--- begin ---

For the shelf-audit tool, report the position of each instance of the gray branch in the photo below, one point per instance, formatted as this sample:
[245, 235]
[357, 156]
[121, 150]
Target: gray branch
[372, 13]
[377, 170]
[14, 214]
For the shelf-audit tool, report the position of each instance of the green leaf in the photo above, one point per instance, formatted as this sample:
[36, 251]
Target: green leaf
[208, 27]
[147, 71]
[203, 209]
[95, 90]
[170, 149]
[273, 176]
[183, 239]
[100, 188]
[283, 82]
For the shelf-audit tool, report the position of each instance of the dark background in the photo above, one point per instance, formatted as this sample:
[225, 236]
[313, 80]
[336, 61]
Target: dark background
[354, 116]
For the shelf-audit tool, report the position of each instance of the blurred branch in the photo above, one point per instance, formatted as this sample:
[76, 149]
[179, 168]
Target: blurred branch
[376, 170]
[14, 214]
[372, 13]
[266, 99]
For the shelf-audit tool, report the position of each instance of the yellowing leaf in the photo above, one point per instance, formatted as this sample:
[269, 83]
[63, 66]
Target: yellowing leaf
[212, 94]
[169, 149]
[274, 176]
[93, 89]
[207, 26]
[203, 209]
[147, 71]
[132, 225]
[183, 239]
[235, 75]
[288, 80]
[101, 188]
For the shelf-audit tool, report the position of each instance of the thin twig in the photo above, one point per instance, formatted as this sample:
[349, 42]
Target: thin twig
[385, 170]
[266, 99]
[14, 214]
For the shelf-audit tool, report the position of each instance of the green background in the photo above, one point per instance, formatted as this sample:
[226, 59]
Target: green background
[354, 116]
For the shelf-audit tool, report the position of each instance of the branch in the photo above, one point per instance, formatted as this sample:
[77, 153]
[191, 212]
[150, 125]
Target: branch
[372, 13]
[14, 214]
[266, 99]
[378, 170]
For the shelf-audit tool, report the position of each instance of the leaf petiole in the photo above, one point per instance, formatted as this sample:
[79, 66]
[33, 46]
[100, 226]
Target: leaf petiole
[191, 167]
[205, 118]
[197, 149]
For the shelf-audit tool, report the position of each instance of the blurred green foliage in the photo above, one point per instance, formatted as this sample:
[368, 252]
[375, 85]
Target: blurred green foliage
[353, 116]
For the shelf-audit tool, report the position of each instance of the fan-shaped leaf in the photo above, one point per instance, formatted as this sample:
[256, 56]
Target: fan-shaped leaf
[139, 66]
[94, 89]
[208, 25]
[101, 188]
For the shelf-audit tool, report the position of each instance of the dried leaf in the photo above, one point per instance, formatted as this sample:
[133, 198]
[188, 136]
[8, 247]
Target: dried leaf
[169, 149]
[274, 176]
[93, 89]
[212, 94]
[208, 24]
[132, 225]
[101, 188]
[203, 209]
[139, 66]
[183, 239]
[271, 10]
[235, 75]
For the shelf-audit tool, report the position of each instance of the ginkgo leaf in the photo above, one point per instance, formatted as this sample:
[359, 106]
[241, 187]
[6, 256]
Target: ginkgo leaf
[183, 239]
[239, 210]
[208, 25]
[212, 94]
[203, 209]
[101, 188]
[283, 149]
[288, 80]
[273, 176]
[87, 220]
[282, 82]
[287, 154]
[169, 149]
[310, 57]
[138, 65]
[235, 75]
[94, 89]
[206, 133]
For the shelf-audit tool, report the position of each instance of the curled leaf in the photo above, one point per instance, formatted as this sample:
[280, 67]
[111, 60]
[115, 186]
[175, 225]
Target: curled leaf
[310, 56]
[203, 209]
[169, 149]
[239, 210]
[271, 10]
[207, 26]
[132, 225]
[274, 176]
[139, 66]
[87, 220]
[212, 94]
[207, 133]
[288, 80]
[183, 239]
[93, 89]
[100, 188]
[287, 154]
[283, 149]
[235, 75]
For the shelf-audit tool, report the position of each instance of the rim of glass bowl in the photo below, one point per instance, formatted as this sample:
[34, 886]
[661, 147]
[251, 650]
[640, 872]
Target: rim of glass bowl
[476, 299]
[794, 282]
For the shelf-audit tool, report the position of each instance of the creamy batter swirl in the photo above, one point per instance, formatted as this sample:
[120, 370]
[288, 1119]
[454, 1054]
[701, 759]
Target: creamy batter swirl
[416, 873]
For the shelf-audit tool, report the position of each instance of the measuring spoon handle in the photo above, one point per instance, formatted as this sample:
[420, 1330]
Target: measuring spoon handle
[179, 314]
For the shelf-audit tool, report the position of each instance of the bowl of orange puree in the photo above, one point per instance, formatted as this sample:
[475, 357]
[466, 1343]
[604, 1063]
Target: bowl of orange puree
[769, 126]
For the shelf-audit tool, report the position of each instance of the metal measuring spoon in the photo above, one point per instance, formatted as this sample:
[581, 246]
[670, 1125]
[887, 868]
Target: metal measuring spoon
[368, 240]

--- end ---

**TASK DIRECTIONS:** Output the records above in their entirety, exactly.

**COMPLETED TASK:**
For the shelf-audit tool, report the position of each instance of the gray branch in the photo below, one point per instance, formatted as this sample:
[245, 235]
[357, 156]
[121, 150]
Target: gray branch
[372, 13]
[377, 170]
[14, 214]
For the shelf-audit tool, report the position of each instance of the green leaf in the photo above, one point per instance, formatted as this sample:
[36, 251]
Target: green leaf
[208, 27]
[147, 71]
[203, 209]
[95, 90]
[170, 149]
[273, 176]
[183, 239]
[100, 188]
[283, 82]
For the shelf-audit tool, report the position of each instance of the dark background in the photo above, one point per instance, formatted as this sample:
[225, 236]
[313, 80]
[336, 61]
Target: dark background
[354, 116]
For the shelf-audit tool, report the position of each instance of the blurred branch in the photo above, one point per instance, formatted as this sample:
[76, 149]
[179, 168]
Target: blurred branch
[376, 170]
[14, 214]
[372, 13]
[266, 99]
For the shelf-audit tool, report the position of each instance of the yellowing leaf in the photo above, one point per instance, formatted as this sample:
[269, 83]
[63, 66]
Target: yellowing leaf
[212, 94]
[169, 149]
[274, 176]
[93, 89]
[207, 26]
[203, 209]
[147, 71]
[132, 225]
[183, 239]
[235, 75]
[288, 80]
[101, 188]
For the shelf-audit tool, report the position of each instance of the thin twig in the photo above, one point per instance, formatted as this sample:
[349, 42]
Target: thin twig
[385, 170]
[266, 99]
[14, 214]
For the shelf-audit tool, report the position of each instance of the green background in the photo above, one point per instance, formatted as this sample:
[226, 59]
Target: green background
[354, 116]
For the shelf-audit tool, report the position of each instance of the branch in the photo above, one point per instance, formatted as this sample:
[77, 153]
[191, 212]
[150, 125]
Target: branch
[372, 13]
[14, 214]
[266, 99]
[378, 170]
For the shelf-audit tool, report the position of each instance of the leaf petiole in the photo above, one point per instance, formatted as this sample:
[79, 66]
[33, 46]
[100, 226]
Target: leaf petiole
[191, 167]
[205, 118]
[197, 149]
For the shelf-audit tool, report the position of each instance of the blurred green foliage in the photo above, one point per instance, formatted as this sample:
[368, 252]
[375, 85]
Target: blurred green foliage
[353, 116]
For the shelf-audit tool, report the position of each instance of the fan-shaped leaf in the photo above, one point per instance, formatted as this sample:
[256, 56]
Target: fan-shaped leaf
[139, 66]
[94, 89]
[208, 25]
[101, 188]
For the shelf-audit tool, report the position of each instance of the dried leaf in the photo above, one point per instance, formatted as this sample:
[133, 198]
[188, 136]
[8, 247]
Target: dried leaf
[169, 149]
[274, 176]
[93, 89]
[212, 94]
[208, 24]
[132, 225]
[101, 188]
[203, 209]
[139, 66]
[183, 239]
[271, 10]
[235, 75]
For the shelf-audit tool, report the position of each instance of the ginkgo leaf in the photo above, one point per instance, formatted as this sample:
[359, 106]
[241, 187]
[6, 256]
Target: ginkgo leaf
[183, 239]
[239, 210]
[208, 25]
[212, 94]
[203, 209]
[101, 188]
[283, 149]
[288, 80]
[273, 176]
[87, 220]
[282, 82]
[287, 154]
[169, 149]
[310, 57]
[138, 65]
[235, 75]
[94, 89]
[206, 133]
For the shelf-audit tool, report the position of each instance of the curled leaf in the photo above, one point per instance, formatted as this sample:
[280, 67]
[111, 60]
[115, 186]
[175, 225]
Target: curled leaf
[310, 56]
[203, 209]
[169, 149]
[239, 210]
[271, 10]
[207, 26]
[132, 225]
[274, 176]
[139, 66]
[87, 220]
[212, 94]
[207, 133]
[288, 80]
[183, 239]
[93, 89]
[100, 188]
[287, 154]
[283, 149]
[235, 75]
For the shelf-audit tool, report the position of each instance of the rim of glass bowl in the photo below, one point per instance, formatted as this sample:
[34, 886]
[661, 147]
[251, 650]
[640, 872]
Target: rim of glass bowl
[476, 299]
[794, 282]
For the shelf-audit tool, report the position of each instance of the creamy batter swirl in the photo above, one point per instance, formatted as this sample:
[120, 370]
[288, 1119]
[454, 1054]
[701, 759]
Target: creamy batter swirl
[416, 873]
For the shelf-audit tool, report the position of each instance of the measuring spoon handle in the photo above, one point per instance, formatted as this sample:
[420, 1330]
Target: measuring spoon handle
[179, 314]
For the shelf-audit tool, report the position of each instance of the bowl of orange puree in the photo above, one point per instance, formatted as this sample:
[475, 357]
[466, 1343]
[604, 1063]
Target: bowl of orange puree
[769, 126]
For the shelf-audit tool, report the position of each instance of the metal measuring spoon in the photo above, one point per instance, formatted as this sample:
[581, 246]
[670, 1125]
[887, 868]
Target: metal measuring spoon
[368, 240]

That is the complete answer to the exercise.